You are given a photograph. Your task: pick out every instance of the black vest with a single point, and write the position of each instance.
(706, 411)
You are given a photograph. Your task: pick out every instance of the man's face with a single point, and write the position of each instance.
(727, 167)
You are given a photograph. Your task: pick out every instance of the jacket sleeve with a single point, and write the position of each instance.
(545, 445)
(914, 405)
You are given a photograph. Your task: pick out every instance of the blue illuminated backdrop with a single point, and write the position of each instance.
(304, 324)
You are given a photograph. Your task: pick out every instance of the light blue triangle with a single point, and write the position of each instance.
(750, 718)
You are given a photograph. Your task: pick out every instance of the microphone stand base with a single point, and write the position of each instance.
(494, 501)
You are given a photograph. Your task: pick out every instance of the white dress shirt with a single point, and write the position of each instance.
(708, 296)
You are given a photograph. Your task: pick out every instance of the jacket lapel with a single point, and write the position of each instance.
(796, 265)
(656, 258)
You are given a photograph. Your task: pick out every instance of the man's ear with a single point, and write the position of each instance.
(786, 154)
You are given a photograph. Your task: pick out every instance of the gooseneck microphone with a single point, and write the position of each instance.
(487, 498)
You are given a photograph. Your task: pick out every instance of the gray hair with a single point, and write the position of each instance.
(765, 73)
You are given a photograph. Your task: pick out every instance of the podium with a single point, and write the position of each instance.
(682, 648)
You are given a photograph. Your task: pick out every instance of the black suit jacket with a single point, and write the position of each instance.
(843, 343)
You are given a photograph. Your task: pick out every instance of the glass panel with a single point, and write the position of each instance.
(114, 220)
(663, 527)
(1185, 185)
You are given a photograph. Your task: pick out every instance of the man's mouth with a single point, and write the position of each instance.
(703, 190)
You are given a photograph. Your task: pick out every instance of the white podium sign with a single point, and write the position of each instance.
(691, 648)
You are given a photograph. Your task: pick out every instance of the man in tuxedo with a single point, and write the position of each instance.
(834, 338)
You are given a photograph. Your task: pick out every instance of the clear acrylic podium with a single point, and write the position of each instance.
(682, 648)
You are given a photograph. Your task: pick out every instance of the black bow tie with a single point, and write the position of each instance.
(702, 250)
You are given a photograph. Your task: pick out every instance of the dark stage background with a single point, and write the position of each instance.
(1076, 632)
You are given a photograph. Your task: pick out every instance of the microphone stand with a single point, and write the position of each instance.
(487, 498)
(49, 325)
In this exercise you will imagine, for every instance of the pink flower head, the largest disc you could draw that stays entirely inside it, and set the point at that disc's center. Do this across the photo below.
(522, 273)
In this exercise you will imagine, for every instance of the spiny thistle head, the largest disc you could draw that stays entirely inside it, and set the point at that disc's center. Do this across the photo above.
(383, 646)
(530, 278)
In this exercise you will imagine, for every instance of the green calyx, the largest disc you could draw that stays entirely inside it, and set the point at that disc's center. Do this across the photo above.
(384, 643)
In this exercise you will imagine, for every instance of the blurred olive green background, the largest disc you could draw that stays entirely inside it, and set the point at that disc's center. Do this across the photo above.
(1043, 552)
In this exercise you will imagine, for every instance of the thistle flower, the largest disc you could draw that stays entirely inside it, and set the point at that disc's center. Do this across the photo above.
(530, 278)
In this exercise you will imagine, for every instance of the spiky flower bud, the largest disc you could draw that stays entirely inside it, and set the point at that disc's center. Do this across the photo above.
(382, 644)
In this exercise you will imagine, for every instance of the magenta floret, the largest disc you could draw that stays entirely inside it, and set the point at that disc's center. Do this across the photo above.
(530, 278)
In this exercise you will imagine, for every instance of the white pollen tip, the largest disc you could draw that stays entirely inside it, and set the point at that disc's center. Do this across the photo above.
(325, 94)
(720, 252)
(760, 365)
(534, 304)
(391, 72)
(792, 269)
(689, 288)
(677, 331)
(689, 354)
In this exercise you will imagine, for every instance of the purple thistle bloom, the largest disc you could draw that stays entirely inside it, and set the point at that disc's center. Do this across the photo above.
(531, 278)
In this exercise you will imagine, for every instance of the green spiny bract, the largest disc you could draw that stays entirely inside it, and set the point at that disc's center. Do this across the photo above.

+ + +

### What you have to do:
Write out exactly the lines from the line with "the white pollen" to the close of the listing above, including both of those lines.

### Answer box:
In this exercise you will imagine, for every instance of the white pollen tip, the largest disc you could draw that stays entirely inside it, and set the point at that disc's center. Do this across the photo above.
(325, 94)
(720, 252)
(760, 365)
(534, 304)
(391, 72)
(792, 269)
(689, 288)
(677, 331)
(689, 354)
In this exercise you will imagine, for every instance of the purple thistle bloom, the largest disc you could draw that stays entirely inside it, and set the point at that disc's center. Do this across the photo above.
(531, 278)
In this exercise you will imagine, for every instance of the green spiny bract, the largest disc you could draw that stays entirely inside it, and set the point at that disc's center. Do this across the photo above.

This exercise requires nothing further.